(Region labeling items)

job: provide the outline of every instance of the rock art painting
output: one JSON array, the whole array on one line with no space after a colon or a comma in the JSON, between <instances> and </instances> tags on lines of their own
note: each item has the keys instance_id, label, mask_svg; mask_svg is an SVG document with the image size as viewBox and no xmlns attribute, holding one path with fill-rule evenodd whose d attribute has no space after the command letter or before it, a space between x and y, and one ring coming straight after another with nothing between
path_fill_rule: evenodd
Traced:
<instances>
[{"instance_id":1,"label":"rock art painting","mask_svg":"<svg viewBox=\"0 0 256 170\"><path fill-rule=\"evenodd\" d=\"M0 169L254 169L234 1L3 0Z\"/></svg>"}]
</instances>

• **What to do**: Update the records by replacing "Traced" with "Outlined", leaving every other part unchanged.

• **Full response**:
job: provide the outline of every instance of the rock art painting
output: one JSON array, the whole array on one line with no space after a colon or a comma in the JSON, between <instances> and </instances> tags on lines of their own
note: each item has the keys instance_id, label, mask_svg; mask_svg is an SVG document with the image size as viewBox and no xmlns attribute, holding one path with fill-rule evenodd whose d attribute has no space after the command letter or before it, a space between x and y, and one ring coming straight after another with nothing between
path_fill_rule: evenodd
Outlined:
<instances>
[{"instance_id":1,"label":"rock art painting","mask_svg":"<svg viewBox=\"0 0 256 170\"><path fill-rule=\"evenodd\" d=\"M0 169L254 169L234 1L3 0Z\"/></svg>"}]
</instances>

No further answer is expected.